Hence, using Lemma 1.2 in (25), then ${\mathrm{lim}}_{n\to \infty }‖{x}_{n}-p‖=0$ This ends the proof.

Theorem 2.1 leads to the following corollary:

Corollary 2.2. Let $\left(E,‖\text{ }.\text{ }‖\right)$ be a normed linear space, D a non-empty, convex, closed subset of E and $T:D\to D$ , with $p\in F\left(T\right)$ , such that:

$‖{T}^{i}x-p‖\le {a}^{i}‖x-p‖$ (26)

where ${a}^{i}\in \left[0,1\right)$ . For ${y}_{0}={z}_{0}={u}_{0}\in D$ , let $\left\{{y}_{n}\right\}$ $\left\{{z}_{n}\right\}$ $\left\{{u}_{n}\right\}$ be the implicit Kirk-Noor, implicit Kirk-Ishikawa and implicit Kirk-Mann iteration scheme respectively defined by (6), (7) and (8) with ${\sum }_{n=1}^{\infty }\left(1-{\alpha }_{n,0}\right)=\infty$ , $\left(1-{\beta }_{n,0}^{1}\right)=\infty$ , $\left(1-{\beta }_{n,0}^{2}\right)=\infty$ . Then

i) T defined by (26) has a unique fixed point p;

ii) $\left\{{y}_{n}\right\}$ (6) converges strongly to the unique fixed point p of T;

iii) $\left\{{z}_{n}\right\}$ (7) converges strongly to the unique fixed point p of T;

iv) $\left\{{u}_{n}\right\}$ (8) converges strongly to the unique fixed point p of T.

Theorem 2.3. Let $\left(E,‖\text{ }.\text{ }‖\right)$ be a normed linear space, D a non-empty, convex, closed subset of E and $T:D\to D$ an operator satisfying

$‖{T}^{i}x-Tp‖\le {a}^{i}‖x-p‖$ (27)

where ${a}^{i}\in \left[0,1\right)$ and $p\in F\left(T\right)$ . If ${u}_{0}={x}_{0}\in D$ , then the following are equivalent: the

i) implicit Kirk-Mann iterative scheme ${\left\{{u}_{n}\right\}}_{n=0}^{\infty }$ (8) converges strongly to p;

ii) implicit Kirk-multistep iterative scheme ${\left\{{x}_{n}\right\}}_{n=0}^{\infty }$ (2) converges strongly to p.

Proof:

We prove that (i) Þ (ii).

> _Requests_
(a) Translate this sentence from the passage on fixed points into Spanish: "Theorem 2.1 leads to the following corollary:"
(b) In the entries below, update the lines starting with the line with "target | girl's arm" and going on through the line with "the blurred tree" by replacing "drop a pin on" with "place a marker on", leaving everything else unchanged. Give back only those lines.

> _Data supplied_
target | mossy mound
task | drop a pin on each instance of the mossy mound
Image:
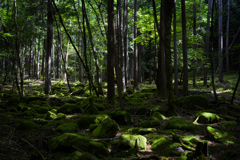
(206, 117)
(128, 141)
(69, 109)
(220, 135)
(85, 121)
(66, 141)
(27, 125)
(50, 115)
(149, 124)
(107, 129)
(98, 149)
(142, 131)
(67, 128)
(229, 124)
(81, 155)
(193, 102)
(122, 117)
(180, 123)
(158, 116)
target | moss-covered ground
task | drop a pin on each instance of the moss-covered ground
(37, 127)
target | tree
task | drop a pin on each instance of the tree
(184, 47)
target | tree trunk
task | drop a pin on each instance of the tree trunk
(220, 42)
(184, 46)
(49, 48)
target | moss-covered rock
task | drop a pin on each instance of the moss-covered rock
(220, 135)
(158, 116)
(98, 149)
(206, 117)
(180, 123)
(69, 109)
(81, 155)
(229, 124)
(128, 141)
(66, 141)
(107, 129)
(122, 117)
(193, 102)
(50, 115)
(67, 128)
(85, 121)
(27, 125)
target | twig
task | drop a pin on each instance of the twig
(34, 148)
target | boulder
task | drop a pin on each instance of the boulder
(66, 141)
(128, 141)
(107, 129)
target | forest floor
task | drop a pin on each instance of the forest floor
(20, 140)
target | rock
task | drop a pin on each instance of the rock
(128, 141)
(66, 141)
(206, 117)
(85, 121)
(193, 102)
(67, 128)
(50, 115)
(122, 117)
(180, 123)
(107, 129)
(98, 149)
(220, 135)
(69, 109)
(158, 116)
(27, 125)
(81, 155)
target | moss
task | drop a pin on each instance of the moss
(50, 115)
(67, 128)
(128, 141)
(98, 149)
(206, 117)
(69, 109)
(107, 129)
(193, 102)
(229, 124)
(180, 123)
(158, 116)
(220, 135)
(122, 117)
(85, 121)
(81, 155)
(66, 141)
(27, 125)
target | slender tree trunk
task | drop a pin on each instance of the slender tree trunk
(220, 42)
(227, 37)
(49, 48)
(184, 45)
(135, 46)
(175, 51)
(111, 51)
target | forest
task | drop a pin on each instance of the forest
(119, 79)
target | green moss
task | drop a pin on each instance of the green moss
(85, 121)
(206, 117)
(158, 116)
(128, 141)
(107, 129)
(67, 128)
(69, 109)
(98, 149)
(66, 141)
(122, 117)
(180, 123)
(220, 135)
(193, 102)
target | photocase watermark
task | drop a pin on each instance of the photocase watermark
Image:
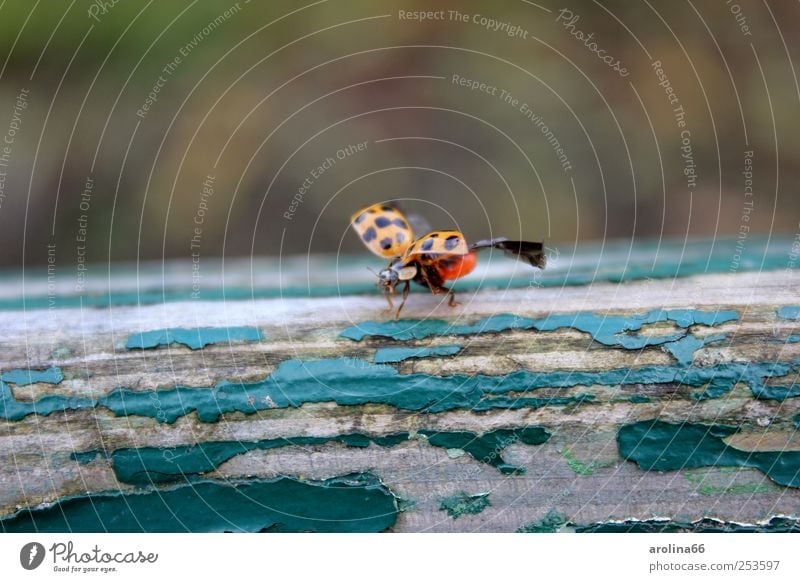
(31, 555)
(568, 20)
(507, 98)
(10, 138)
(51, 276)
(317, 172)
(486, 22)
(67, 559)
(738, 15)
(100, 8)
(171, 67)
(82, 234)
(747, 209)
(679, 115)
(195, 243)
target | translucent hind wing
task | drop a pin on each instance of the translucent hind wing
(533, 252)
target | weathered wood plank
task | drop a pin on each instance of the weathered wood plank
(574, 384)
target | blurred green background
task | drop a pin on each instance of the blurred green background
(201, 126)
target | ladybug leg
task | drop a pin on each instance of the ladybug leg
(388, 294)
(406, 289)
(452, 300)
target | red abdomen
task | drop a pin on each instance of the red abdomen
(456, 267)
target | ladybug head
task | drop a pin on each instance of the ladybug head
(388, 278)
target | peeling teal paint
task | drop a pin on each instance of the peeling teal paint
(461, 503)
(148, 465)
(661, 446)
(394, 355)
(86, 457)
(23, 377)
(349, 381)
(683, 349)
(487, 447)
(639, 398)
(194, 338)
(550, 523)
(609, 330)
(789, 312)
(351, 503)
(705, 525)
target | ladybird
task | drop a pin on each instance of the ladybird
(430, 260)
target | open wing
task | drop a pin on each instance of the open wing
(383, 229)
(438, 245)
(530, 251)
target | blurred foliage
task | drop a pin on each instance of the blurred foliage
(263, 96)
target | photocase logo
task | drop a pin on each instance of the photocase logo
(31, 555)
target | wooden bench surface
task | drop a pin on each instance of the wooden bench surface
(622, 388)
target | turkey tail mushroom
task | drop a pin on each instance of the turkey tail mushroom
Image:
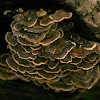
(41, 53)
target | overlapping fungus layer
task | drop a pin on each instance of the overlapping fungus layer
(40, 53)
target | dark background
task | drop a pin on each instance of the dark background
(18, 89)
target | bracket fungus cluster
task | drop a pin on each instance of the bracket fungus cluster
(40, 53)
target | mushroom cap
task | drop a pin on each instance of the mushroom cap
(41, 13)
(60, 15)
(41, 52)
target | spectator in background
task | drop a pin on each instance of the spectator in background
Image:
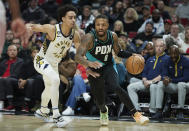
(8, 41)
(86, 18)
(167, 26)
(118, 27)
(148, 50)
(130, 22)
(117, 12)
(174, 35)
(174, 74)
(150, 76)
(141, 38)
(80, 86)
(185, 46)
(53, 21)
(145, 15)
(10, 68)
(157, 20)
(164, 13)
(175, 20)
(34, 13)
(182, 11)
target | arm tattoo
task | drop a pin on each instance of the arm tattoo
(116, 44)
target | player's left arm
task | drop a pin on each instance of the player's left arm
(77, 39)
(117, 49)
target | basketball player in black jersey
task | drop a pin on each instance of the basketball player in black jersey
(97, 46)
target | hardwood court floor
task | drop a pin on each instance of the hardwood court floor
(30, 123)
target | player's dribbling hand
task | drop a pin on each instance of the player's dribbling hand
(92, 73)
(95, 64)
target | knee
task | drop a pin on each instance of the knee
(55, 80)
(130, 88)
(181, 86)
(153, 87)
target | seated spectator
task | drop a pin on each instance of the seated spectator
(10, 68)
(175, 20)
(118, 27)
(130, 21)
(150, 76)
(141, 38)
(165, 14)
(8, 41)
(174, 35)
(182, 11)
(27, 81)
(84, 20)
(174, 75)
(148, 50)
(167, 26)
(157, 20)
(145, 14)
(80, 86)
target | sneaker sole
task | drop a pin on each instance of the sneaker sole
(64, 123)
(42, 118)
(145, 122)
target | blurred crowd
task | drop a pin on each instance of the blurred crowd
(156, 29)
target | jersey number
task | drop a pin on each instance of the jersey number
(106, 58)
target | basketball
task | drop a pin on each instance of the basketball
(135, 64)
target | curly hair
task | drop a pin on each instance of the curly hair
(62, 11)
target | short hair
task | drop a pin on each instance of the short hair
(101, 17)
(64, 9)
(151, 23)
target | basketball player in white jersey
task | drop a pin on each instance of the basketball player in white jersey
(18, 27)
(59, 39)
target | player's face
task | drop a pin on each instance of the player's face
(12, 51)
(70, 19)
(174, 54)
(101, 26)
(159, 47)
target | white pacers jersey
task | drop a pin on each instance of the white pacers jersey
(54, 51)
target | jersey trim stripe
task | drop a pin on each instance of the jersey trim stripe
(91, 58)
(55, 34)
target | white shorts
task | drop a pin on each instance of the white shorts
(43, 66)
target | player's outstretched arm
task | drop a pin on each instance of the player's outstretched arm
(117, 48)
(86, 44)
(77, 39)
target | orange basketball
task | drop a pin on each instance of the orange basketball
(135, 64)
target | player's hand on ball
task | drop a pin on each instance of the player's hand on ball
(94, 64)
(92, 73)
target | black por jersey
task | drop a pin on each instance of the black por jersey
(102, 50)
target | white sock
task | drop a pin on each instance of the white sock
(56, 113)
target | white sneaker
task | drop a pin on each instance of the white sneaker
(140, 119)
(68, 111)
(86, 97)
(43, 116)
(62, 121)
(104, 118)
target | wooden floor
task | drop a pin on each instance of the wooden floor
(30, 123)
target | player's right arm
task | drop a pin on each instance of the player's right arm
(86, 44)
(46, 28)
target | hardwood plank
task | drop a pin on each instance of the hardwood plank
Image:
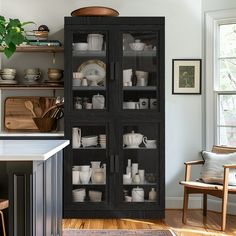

--

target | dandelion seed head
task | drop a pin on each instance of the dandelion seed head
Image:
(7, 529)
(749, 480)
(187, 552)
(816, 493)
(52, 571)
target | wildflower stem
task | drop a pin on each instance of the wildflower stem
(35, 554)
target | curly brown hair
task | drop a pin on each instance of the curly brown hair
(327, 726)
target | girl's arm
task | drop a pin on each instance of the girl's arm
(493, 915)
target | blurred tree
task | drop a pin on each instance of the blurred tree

> _Solutions to the problems_
(a) El teorema 2.1 conduce al siguiente corolario:

(b)
target | girl's arm
task | place a marker on each instance of the girl's arm
(493, 915)
target | blurred tree
task | place a marker on each instance of the blurred tree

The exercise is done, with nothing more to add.